------ INPUT ------

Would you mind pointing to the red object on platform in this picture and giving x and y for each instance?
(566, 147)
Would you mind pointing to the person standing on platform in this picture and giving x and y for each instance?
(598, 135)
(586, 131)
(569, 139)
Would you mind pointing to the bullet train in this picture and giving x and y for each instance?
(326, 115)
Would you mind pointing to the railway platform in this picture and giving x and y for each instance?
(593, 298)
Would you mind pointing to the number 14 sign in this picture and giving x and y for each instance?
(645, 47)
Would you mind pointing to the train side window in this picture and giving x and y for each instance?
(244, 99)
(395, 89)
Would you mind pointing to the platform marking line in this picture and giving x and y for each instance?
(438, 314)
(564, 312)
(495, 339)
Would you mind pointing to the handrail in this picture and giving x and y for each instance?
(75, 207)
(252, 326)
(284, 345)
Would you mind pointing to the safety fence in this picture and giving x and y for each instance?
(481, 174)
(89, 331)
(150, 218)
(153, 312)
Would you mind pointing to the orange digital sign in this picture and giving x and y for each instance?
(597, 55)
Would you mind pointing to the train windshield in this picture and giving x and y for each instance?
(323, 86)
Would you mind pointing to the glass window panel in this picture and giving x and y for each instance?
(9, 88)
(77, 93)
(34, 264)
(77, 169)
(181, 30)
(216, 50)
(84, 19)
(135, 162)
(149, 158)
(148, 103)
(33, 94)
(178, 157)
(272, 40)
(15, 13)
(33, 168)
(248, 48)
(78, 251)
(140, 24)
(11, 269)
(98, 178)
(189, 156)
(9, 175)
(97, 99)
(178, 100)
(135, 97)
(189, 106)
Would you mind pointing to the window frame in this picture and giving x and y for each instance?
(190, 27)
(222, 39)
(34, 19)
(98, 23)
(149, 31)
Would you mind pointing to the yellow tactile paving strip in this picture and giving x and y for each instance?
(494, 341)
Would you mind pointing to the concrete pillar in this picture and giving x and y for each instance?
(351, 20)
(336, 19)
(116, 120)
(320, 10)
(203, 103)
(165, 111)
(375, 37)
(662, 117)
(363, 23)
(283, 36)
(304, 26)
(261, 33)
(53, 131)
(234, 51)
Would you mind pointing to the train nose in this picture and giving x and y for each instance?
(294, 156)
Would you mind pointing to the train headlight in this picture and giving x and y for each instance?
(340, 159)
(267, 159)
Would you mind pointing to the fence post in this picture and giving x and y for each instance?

------

* [TASK PROMPT]: Return all of the data above verbatim, with every line in its original order.

* [SOLUTION TO THIS EXERCISE]:
Would you mind pointing to the red object on platform in this picture and giving x and y for each instance?
(566, 147)
Would you mind pointing to the person standing on platform in this picture and giving x and y for each instance?
(598, 135)
(586, 131)
(569, 139)
Would you mind pointing to the bullet train in this picture and giving x and y for each instance?
(326, 115)
Would you mind pointing to the railway platform in this picture and giving x and y for each instance?
(593, 298)
Would you mind pointing to the number 14 sign in this picture and giving x and y for each instance?
(645, 47)
Would you mind pointing to the train side window in this picture and giving x and y for each instance?
(244, 99)
(395, 89)
Would you mind pointing to the platform marking line in this picture and giving x and y for each instance?
(438, 314)
(564, 312)
(495, 339)
Would you mind pointing to the handrail in this picture and giving x and y for each instance?
(75, 207)
(252, 326)
(284, 345)
Would you mind pointing to the safety fence in this picture and giving x and y for each instance?
(481, 174)
(89, 331)
(150, 218)
(153, 312)
Would you mind pointing to the orange digital sign in this picture and giving x and y for each instance?
(597, 55)
Would you mind pointing to the train windshield in this picture and giving x and y for each instance?
(323, 86)
Would you mind pointing to the glass window panel in this picture and giving x and y for each instance?
(9, 88)
(77, 93)
(34, 264)
(77, 169)
(181, 30)
(216, 50)
(84, 19)
(135, 162)
(149, 158)
(148, 103)
(33, 94)
(178, 157)
(272, 40)
(15, 13)
(33, 168)
(248, 48)
(78, 251)
(140, 24)
(11, 269)
(98, 178)
(189, 156)
(9, 175)
(97, 99)
(178, 100)
(135, 97)
(189, 106)
Would you mind pointing to the window frame in this picture and giving x and y for each instance?
(190, 27)
(222, 39)
(34, 19)
(98, 23)
(149, 31)
Would you mind pointing to the yellow tactile paving strip in this picture and giving x and y for each instance?
(494, 341)
Would you mind pointing to the concrete pillar in this picture and giving x and y for each instance?
(351, 20)
(336, 19)
(116, 120)
(320, 10)
(203, 103)
(165, 111)
(375, 37)
(662, 117)
(363, 23)
(283, 36)
(304, 26)
(261, 33)
(53, 131)
(234, 51)
Would you mind pointing to the train nose in this picture and giving x and y for each instance?
(294, 156)
Would you mind pointing to the train headlight in this picture and giving x and y for each instance?
(340, 159)
(267, 159)
Would you mind pointing to the fence post in this picture and giving x and y for each instance?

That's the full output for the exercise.